_Brief_
What is needed is each line of the data below that holds the string "parapet".

---

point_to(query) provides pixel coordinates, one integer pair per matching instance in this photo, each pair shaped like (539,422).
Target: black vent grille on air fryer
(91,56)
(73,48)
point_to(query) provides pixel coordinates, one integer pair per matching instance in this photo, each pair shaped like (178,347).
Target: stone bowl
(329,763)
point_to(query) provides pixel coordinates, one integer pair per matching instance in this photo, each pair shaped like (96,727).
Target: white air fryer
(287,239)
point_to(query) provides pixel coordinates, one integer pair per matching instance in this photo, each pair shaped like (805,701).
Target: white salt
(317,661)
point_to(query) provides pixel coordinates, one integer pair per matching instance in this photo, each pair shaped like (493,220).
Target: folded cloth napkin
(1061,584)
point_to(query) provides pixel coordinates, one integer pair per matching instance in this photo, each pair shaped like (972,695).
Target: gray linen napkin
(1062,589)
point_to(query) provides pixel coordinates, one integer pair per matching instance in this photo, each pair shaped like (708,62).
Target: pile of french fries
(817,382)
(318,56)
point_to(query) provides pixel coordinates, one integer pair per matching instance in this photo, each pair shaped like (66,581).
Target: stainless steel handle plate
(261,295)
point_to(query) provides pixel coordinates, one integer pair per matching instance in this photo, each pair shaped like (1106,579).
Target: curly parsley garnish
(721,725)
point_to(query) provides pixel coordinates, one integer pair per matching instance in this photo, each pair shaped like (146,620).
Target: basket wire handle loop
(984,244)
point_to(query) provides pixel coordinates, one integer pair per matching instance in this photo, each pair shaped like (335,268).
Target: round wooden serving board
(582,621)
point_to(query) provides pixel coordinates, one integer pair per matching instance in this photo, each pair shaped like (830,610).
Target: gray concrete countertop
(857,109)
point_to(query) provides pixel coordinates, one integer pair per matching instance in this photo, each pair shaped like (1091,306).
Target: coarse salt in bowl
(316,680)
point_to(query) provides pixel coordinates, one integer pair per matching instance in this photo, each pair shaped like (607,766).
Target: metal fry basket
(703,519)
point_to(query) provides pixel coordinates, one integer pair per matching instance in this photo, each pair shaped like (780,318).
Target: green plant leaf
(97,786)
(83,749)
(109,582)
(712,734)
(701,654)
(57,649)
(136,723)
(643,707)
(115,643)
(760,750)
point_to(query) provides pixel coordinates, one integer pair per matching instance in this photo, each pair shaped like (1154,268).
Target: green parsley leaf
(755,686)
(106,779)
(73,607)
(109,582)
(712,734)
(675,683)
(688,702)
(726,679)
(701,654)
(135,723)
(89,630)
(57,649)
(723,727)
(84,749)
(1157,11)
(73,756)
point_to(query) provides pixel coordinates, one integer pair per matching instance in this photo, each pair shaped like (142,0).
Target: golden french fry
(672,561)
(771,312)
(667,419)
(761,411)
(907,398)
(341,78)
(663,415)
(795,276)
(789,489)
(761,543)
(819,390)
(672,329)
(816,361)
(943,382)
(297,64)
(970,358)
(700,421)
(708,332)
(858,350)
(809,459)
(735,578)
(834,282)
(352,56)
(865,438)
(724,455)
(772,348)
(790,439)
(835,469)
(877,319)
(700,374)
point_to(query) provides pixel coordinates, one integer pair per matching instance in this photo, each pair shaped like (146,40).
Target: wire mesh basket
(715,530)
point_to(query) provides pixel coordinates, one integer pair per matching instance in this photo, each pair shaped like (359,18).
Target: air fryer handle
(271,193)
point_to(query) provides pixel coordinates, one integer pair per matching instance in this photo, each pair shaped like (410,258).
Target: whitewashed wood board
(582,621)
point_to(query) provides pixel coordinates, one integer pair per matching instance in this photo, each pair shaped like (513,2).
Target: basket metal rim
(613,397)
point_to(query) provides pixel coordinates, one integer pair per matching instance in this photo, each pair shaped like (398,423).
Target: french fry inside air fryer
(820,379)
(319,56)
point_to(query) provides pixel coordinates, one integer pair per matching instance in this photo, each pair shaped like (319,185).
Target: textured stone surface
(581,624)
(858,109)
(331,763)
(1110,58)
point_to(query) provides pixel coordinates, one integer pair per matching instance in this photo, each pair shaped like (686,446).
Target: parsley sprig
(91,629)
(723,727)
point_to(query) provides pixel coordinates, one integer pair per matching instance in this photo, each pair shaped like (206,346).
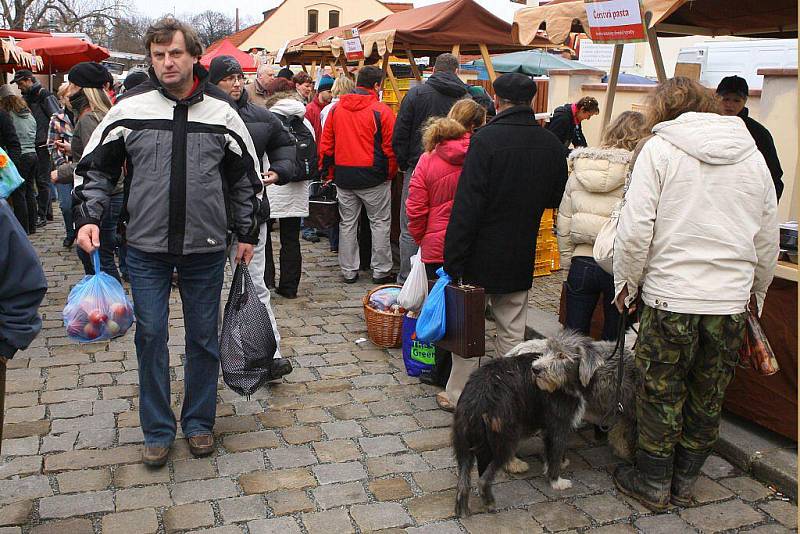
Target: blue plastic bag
(10,178)
(432,319)
(97,308)
(417,356)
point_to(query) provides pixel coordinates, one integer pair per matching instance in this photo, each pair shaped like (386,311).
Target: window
(313,21)
(333,19)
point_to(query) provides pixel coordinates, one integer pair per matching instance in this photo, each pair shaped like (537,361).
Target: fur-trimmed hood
(600,170)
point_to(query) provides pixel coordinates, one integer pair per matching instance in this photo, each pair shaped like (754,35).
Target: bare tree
(65,15)
(128,34)
(211,26)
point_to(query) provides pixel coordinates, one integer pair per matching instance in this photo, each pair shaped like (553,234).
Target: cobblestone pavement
(348,443)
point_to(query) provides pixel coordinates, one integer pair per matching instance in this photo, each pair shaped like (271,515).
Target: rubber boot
(648,481)
(686,470)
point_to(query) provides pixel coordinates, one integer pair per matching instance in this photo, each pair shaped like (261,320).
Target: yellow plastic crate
(541,268)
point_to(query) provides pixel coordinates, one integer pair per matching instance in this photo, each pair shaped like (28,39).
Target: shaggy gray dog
(572,361)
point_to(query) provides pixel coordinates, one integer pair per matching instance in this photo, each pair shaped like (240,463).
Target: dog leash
(619,349)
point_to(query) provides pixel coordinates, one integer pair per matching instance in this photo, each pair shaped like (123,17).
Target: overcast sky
(251,9)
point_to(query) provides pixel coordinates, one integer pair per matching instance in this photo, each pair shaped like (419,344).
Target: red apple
(119,311)
(112,327)
(97,317)
(91,331)
(75,328)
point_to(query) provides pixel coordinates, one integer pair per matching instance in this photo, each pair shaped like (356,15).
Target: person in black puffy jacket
(22,287)
(434,98)
(270,138)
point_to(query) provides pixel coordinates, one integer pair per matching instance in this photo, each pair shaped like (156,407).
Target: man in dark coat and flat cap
(733,90)
(514,170)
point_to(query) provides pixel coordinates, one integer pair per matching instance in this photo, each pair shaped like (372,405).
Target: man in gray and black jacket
(188,155)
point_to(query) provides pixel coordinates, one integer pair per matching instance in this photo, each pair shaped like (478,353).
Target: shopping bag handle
(96,260)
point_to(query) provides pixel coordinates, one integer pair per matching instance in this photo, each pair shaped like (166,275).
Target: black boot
(687,469)
(648,481)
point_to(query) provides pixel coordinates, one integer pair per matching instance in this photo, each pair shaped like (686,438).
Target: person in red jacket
(430,199)
(320,100)
(356,153)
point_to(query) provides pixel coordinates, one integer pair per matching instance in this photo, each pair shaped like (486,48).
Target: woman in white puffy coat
(594,189)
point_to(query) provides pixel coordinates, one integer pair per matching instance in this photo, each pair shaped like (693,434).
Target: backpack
(307,159)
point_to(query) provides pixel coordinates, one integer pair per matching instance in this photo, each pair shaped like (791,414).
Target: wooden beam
(611,90)
(655,50)
(487,59)
(2,396)
(413,62)
(393,81)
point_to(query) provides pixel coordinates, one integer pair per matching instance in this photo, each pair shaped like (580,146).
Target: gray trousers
(378,203)
(408,247)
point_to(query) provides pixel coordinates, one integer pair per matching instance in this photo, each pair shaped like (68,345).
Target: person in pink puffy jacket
(430,200)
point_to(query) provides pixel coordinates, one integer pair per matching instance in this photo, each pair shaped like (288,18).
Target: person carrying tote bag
(593,193)
(431,193)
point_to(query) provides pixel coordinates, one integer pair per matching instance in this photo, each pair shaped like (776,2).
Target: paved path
(347,443)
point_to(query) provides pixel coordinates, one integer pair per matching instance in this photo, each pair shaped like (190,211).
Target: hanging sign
(353,49)
(281,51)
(615,21)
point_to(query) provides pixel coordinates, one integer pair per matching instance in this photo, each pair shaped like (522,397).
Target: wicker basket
(383,328)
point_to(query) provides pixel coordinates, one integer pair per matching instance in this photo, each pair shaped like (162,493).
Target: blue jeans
(108,239)
(201,278)
(586,282)
(64,192)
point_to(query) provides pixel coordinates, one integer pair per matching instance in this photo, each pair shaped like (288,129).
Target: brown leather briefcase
(465,333)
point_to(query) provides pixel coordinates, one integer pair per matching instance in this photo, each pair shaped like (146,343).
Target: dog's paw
(516,466)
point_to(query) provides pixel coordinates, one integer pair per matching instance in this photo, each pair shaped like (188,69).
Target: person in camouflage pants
(697,239)
(686,362)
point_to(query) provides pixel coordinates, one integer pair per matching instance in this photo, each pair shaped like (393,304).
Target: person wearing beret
(514,170)
(90,103)
(320,100)
(733,91)
(42,104)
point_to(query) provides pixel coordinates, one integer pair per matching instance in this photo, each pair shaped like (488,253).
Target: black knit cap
(515,87)
(733,84)
(286,73)
(89,75)
(135,78)
(222,67)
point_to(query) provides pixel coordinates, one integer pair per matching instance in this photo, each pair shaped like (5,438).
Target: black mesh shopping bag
(247,343)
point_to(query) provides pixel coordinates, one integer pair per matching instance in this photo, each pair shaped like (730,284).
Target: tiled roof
(397,7)
(236,38)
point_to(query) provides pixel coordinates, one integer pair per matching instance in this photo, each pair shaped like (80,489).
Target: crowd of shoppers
(195,165)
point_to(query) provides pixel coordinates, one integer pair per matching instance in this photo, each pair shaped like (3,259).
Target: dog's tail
(465,457)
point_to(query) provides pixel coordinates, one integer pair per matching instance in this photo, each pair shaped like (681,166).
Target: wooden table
(771,401)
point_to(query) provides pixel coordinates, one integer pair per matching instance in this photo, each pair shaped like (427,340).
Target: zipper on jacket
(177,179)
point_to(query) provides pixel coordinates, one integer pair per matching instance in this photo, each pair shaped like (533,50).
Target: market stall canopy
(316,47)
(532,63)
(436,28)
(764,18)
(226,48)
(59,54)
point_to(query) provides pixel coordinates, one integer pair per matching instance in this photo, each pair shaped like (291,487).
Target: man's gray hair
(446,63)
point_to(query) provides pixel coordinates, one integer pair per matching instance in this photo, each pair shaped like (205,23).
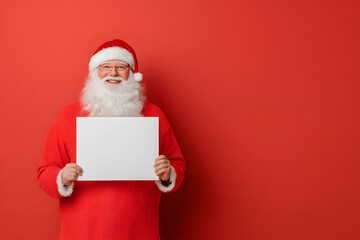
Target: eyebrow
(122,63)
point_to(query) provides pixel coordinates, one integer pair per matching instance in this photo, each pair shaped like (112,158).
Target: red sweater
(106,210)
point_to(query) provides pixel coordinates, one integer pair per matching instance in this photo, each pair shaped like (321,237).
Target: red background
(262,95)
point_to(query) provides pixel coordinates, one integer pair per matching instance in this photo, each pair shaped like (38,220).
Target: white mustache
(113,78)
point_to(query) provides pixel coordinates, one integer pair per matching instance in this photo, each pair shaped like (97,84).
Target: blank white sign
(117,148)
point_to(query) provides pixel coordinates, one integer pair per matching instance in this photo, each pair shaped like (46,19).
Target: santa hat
(116,49)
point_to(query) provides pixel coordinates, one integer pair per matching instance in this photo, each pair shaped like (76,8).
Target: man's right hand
(70,173)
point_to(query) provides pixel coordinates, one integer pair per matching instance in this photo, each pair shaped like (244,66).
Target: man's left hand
(162,167)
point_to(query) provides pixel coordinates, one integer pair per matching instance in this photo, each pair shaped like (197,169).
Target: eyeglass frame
(125,67)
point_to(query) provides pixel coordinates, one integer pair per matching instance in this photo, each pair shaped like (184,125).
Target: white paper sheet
(117,148)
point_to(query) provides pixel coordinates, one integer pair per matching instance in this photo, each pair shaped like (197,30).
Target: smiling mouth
(113,81)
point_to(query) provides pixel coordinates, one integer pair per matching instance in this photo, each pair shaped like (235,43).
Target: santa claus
(108,209)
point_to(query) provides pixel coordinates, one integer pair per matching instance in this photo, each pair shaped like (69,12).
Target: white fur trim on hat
(172,180)
(64,191)
(138,76)
(110,54)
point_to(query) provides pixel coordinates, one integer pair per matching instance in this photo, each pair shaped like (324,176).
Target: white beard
(102,99)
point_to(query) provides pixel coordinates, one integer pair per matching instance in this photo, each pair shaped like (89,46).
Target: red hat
(116,49)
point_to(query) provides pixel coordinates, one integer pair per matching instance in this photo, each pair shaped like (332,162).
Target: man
(108,209)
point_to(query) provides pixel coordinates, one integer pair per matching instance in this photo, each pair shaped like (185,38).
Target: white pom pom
(138,76)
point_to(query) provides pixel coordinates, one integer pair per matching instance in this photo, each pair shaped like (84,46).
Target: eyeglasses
(107,68)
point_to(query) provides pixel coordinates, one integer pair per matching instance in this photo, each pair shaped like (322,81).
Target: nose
(113,72)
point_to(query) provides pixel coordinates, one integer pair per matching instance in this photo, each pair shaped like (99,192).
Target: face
(114,68)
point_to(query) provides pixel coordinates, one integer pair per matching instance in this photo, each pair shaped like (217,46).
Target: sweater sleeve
(54,158)
(170,148)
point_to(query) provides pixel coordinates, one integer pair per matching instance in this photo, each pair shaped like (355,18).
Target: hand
(162,167)
(70,173)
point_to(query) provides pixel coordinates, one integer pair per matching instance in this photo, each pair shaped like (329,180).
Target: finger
(158,162)
(165,165)
(75,171)
(164,170)
(70,176)
(78,168)
(160,157)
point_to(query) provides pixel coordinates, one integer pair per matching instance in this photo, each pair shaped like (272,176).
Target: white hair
(102,99)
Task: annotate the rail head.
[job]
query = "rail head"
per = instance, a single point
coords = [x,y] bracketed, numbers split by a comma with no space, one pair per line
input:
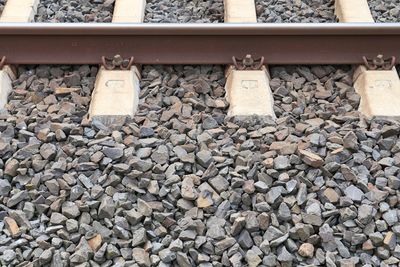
[199,29]
[198,43]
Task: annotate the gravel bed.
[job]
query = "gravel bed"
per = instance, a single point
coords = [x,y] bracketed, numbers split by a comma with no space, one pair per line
[2,3]
[184,11]
[282,11]
[183,184]
[75,11]
[385,10]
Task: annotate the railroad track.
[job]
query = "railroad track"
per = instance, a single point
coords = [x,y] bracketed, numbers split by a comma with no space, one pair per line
[106,160]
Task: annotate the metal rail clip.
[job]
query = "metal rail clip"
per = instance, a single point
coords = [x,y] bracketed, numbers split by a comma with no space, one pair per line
[248,63]
[379,63]
[2,62]
[117,62]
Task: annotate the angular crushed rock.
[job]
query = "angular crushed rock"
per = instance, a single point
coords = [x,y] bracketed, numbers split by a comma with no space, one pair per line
[2,4]
[385,10]
[282,11]
[184,11]
[75,11]
[181,183]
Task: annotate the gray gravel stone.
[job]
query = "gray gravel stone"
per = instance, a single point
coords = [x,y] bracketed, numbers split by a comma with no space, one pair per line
[295,11]
[385,10]
[74,11]
[184,11]
[162,189]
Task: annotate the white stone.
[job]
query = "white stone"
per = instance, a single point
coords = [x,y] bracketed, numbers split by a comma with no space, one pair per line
[116,95]
[249,93]
[379,91]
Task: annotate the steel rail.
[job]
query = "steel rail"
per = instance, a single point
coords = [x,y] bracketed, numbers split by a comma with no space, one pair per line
[46,43]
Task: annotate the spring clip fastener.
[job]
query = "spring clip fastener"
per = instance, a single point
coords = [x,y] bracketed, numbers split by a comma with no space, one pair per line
[379,63]
[248,63]
[117,62]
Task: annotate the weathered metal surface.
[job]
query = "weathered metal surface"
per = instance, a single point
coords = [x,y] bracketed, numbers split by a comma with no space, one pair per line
[198,43]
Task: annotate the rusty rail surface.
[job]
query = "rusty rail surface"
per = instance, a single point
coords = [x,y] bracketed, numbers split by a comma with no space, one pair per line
[45,43]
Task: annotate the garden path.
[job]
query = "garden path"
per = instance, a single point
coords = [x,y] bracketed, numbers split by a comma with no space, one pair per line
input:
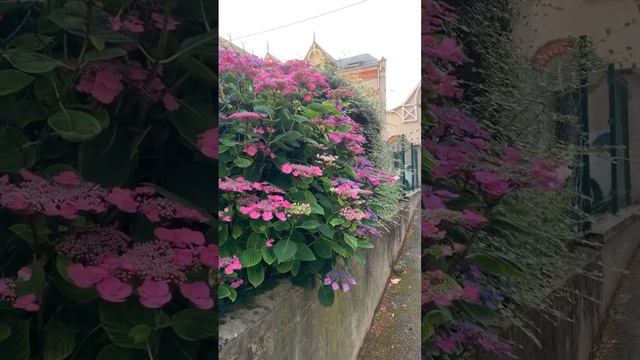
[621,336]
[395,331]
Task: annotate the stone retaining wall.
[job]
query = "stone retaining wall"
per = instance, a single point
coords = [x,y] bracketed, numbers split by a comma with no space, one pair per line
[288,323]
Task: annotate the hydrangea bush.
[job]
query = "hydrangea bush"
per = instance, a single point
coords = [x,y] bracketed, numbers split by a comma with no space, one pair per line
[106,206]
[471,182]
[296,185]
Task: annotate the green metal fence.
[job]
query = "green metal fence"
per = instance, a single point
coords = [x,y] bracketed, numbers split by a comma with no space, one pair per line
[407,163]
[605,179]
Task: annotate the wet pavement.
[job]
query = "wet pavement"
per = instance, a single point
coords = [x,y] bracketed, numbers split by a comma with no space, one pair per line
[621,336]
[395,330]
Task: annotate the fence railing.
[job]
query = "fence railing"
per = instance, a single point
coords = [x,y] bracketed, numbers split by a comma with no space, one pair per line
[606,174]
[407,163]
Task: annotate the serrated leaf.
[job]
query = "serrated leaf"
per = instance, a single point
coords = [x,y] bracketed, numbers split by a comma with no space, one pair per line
[59,341]
[250,257]
[309,225]
[267,255]
[285,250]
[305,253]
[75,126]
[30,61]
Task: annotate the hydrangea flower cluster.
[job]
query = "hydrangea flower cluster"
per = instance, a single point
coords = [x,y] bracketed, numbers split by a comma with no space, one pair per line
[297,168]
[348,189]
[106,259]
[301,170]
[107,79]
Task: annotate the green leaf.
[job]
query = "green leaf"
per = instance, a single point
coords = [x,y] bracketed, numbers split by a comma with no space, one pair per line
[327,231]
[16,151]
[326,296]
[140,333]
[243,162]
[12,81]
[496,264]
[31,41]
[114,352]
[107,159]
[112,53]
[310,225]
[194,324]
[75,126]
[351,241]
[97,42]
[174,348]
[256,275]
[267,255]
[17,346]
[118,319]
[305,253]
[250,257]
[30,61]
[285,250]
[59,341]
[35,284]
[5,332]
[323,249]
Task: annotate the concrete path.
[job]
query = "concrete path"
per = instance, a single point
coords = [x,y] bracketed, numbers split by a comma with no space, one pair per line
[395,331]
[621,336]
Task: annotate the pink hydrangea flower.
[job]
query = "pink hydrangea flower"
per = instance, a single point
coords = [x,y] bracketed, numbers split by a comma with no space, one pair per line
[85,277]
[245,116]
[154,294]
[183,257]
[301,170]
[198,293]
[113,290]
[230,264]
[208,255]
[208,143]
[24,274]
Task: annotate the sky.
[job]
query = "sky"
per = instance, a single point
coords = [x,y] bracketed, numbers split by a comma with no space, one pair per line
[378,27]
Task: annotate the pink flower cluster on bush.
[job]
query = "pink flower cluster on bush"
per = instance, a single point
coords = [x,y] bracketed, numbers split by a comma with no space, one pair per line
[105,257]
[107,79]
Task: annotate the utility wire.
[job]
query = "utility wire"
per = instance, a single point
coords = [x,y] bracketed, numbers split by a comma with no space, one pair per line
[300,21]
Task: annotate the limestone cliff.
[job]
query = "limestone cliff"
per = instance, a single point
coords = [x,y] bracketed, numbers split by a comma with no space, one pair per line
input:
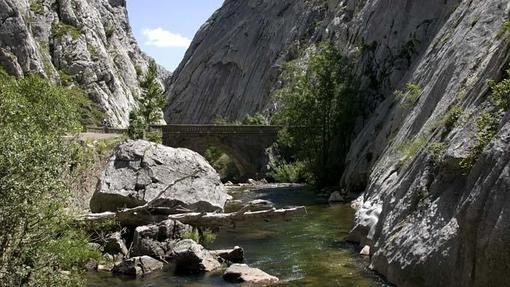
[435,210]
[87,42]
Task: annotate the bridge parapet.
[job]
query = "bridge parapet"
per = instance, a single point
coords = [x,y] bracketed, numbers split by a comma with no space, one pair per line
[220,129]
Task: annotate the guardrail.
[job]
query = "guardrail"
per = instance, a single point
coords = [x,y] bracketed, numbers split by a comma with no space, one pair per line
[219,129]
[198,129]
[106,130]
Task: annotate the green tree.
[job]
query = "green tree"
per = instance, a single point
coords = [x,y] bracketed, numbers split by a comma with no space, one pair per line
[319,105]
[150,105]
[35,165]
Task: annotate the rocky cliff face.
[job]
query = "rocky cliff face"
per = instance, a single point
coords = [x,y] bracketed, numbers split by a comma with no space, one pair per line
[432,164]
[87,42]
[235,57]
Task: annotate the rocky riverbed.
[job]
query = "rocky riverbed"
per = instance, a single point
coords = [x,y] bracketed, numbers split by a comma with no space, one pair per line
[308,251]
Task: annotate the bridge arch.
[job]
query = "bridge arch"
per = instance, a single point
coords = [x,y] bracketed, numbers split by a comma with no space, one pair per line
[245,145]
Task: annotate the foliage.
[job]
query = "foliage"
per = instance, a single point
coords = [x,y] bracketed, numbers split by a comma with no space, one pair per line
[410,95]
[61,29]
[37,7]
[410,149]
[437,150]
[150,105]
[34,166]
[192,234]
[223,164]
[295,172]
[452,116]
[319,105]
[487,127]
[500,93]
[257,119]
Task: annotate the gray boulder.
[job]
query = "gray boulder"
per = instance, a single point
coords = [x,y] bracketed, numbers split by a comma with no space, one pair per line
[192,258]
[235,255]
[242,273]
[158,240]
[139,170]
[138,266]
[115,245]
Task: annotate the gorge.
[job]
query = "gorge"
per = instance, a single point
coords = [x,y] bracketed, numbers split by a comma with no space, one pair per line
[428,166]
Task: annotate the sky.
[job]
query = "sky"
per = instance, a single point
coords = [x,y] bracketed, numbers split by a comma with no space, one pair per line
[164,28]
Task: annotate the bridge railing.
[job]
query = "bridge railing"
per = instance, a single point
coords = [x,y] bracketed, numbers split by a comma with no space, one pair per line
[219,129]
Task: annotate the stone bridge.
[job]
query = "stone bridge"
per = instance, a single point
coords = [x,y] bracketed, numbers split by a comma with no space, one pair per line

---

_Answer space_
Task: annotate the bridge parapet.
query = "bridge parapet"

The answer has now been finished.